Entries from a point annotation set
.....

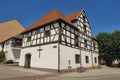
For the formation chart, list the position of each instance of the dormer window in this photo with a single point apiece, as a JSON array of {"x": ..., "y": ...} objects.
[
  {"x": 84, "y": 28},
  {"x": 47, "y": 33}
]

.....

● JOB:
Substitute "chimney" for "dormer window" throughout the listing above, keep everything else as it is, and leave the pictures out.

● CORRECT OUTPUT:
For the formation chart, list the position of each instance of the chimney in this photo with a single point apiece, as a JSON array of {"x": ..., "y": ...} objects.
[
  {"x": 84, "y": 28},
  {"x": 47, "y": 33}
]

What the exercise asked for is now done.